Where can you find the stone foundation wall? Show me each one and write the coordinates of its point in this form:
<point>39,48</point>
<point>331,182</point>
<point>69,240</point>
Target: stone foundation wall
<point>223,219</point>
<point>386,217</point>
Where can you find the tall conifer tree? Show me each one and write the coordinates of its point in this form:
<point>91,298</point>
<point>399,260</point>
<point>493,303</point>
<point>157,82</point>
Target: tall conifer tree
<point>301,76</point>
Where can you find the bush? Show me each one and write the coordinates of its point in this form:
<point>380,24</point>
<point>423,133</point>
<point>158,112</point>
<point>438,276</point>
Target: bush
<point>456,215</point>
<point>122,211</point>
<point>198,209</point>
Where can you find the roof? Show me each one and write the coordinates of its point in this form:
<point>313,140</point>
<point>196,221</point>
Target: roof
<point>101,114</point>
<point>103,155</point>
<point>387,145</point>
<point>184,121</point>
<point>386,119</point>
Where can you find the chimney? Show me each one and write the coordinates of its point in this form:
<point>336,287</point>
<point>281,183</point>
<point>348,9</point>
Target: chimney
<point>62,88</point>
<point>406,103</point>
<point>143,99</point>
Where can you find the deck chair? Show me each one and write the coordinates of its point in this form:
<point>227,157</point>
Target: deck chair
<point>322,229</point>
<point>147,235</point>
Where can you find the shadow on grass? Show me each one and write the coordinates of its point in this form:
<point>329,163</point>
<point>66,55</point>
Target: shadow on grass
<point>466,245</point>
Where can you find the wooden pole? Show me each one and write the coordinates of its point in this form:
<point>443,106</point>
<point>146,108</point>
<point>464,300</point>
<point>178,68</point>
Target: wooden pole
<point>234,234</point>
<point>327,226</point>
---+---
Reproduce the data above in full, keeping it exactly the same.

_Exercise solution_
Where can you find the stone foundation wall? Show me each one and write the coordinates of its point in this form:
<point>39,48</point>
<point>331,182</point>
<point>69,240</point>
Target: stone foundation wall
<point>223,219</point>
<point>386,217</point>
Where can you find the tall conifer tree? Show me each one and write the coordinates of its point in this form:
<point>91,298</point>
<point>399,260</point>
<point>493,303</point>
<point>157,82</point>
Target: tall conifer tree
<point>301,76</point>
Where can you find the bush? Show me each one and write the coordinates of its point in this form:
<point>380,24</point>
<point>423,133</point>
<point>158,112</point>
<point>438,276</point>
Target: bush
<point>456,215</point>
<point>122,211</point>
<point>198,209</point>
Where can you find the roof? Show me each one and write the coordinates of its point in this form:
<point>313,140</point>
<point>196,221</point>
Target: roof
<point>101,114</point>
<point>103,155</point>
<point>387,145</point>
<point>184,121</point>
<point>386,119</point>
Where can you find the chimney? Show me each one and write the coordinates of its point in this form:
<point>336,287</point>
<point>281,183</point>
<point>348,9</point>
Target: chimney
<point>62,88</point>
<point>406,103</point>
<point>143,99</point>
Where can you find the deck chair? Show me each one and write the coordinates of its point in this form:
<point>227,157</point>
Target: deck chair
<point>322,229</point>
<point>147,235</point>
Where can you find the shadow on grass? Show me each one and write the coordinates of its point in this form:
<point>329,163</point>
<point>66,55</point>
Target: shadow on grass
<point>466,245</point>
Where can you find the wooden pole? Show me each one and write the coordinates of its point in this form:
<point>443,106</point>
<point>146,108</point>
<point>464,300</point>
<point>178,68</point>
Target: wooden pole
<point>234,234</point>
<point>327,226</point>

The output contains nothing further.